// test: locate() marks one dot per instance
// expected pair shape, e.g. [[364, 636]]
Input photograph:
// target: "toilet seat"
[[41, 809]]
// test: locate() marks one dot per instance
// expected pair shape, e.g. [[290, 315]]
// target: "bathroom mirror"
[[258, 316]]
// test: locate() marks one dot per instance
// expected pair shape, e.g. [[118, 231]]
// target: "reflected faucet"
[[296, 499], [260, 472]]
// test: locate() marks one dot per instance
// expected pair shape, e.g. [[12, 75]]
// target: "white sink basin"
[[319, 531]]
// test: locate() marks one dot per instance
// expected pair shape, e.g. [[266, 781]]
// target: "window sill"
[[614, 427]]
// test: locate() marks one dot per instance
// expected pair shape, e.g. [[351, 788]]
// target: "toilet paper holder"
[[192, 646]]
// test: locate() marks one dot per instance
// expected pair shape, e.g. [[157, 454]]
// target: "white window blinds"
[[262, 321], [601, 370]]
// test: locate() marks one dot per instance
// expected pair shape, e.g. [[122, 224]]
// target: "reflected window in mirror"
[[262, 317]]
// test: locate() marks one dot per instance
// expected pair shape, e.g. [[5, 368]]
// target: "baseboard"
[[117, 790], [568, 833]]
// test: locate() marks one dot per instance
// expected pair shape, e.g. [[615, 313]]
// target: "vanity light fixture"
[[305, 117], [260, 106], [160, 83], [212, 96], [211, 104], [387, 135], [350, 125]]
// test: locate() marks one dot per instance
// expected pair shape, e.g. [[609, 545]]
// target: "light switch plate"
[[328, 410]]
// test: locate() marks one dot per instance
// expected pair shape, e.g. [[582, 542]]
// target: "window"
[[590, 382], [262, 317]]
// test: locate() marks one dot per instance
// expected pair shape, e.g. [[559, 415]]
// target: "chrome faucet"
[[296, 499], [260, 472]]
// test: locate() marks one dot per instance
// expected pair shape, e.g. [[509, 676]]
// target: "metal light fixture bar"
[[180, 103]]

════════════════════

→ **Work order**: Without altering a single word, repeat the material.

→ **Result of the exercise**:
// test: locate() marks one dot per instance
// expected pair shape, e.g. [[364, 636]]
Input photograph:
// target: "toilet seat"
[[41, 809]]
// test: locate() marks one dot per instance
// expected pair shape, e.g. [[290, 315]]
// target: "bathroom mirror"
[[258, 316]]
// test: locate() marks one dot per instance
// expected pair shape, e.g. [[118, 231]]
// target: "reflected faucet"
[[296, 499], [260, 472]]
// test: locate() marks one dot per instance
// expected pair shape, e.g. [[12, 75]]
// target: "white sink basin"
[[319, 531]]
// test: locate() marks one dot per instance
// expected pair shape, e.g. [[266, 781]]
// target: "window sill"
[[614, 427]]
// test: locate() marks one dot per instance
// expected pair shape, e.g. [[351, 788]]
// target: "toilet paper holder"
[[192, 646]]
// test: locate() marks one dot per instance
// expected pair shape, e.g. [[157, 454]]
// target: "white window blinds"
[[262, 321], [601, 370]]
// test: locate() marks one dot per instance
// expected pair shape, e.g. [[122, 224]]
// target: "reflected window in mirror"
[[262, 317]]
// test: locate() marks one dot per instance
// expected pair shape, e.g. [[5, 368]]
// target: "baseboard"
[[117, 790], [568, 833]]
// test: locate() marks one dot per instance
// expected pair shape, e.g. [[615, 313]]
// target: "vanity light fixture"
[[305, 117], [260, 106], [160, 83], [212, 96], [211, 104], [387, 135], [350, 125]]
// test: locate() marks one dot per instance
// expected pair shape, e.g. [[609, 545]]
// target: "light switch plate"
[[328, 410]]
// test: locate() marks one dot per instance
// expected pair shape, e.g. [[582, 542]]
// target: "window"
[[590, 382], [262, 317]]
// test: locate() marks one dot per instance
// expected pair shape, e.g. [[559, 415]]
// target: "chrome faucet"
[[296, 499], [260, 472]]
// test: locate() marks one dot per instance
// expected pair shape, e.g. [[509, 676]]
// target: "metal light fixture bar"
[[180, 103]]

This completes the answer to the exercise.